══ The data ══

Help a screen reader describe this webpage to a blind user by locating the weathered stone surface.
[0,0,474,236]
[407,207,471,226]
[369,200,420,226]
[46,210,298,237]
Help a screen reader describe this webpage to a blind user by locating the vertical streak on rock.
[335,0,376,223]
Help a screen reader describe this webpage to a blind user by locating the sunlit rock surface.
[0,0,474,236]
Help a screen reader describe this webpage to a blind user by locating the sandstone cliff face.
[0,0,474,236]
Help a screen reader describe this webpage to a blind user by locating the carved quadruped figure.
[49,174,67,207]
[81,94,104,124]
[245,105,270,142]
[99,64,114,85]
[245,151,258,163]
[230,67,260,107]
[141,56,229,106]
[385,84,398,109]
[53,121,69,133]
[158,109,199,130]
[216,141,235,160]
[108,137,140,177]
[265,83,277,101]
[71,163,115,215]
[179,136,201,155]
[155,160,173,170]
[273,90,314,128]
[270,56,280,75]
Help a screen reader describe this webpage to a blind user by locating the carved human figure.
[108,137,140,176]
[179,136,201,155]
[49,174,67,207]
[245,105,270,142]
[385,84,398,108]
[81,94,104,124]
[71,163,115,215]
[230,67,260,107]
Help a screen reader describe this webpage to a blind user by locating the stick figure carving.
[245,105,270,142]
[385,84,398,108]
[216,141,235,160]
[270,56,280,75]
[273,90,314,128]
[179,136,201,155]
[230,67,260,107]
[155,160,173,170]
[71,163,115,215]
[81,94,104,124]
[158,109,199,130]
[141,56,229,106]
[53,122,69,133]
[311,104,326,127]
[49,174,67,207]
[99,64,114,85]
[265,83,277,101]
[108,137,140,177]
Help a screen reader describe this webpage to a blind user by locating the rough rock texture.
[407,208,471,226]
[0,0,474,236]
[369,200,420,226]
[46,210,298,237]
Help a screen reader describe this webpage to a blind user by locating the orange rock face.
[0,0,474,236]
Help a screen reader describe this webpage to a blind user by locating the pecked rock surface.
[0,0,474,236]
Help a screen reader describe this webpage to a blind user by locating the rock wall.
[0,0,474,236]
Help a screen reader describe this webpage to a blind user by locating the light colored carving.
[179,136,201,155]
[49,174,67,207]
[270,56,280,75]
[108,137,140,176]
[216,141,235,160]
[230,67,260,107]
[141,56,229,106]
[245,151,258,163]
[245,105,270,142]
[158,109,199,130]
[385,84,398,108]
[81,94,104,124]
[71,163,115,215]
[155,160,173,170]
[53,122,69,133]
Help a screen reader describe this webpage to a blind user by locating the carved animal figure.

═══

→ **Work to be completed**: Please copy the records starting at the line containing "the rock wall." and ending at the end of the records, keeping every line and shifting each bounding box coordinate up by 37.

→ **Full response**:
Help a screen reader describe this webpage to a blind user by locating the rock wall.
[37,37,511,273]
Help a screen reader describe this webpage to a blind user by locating the light colored carving.
[216,173,238,192]
[86,211,104,244]
[307,93,317,112]
[145,174,177,213]
[253,178,272,197]
[267,104,297,144]
[178,93,266,143]
[282,188,295,200]
[282,142,307,179]
[195,146,236,167]
[422,121,435,145]
[118,131,141,161]
[108,200,152,252]
[192,197,210,207]
[90,159,106,170]
Help a screen reader describe this webpage to a blind user by locating the carved animal figure.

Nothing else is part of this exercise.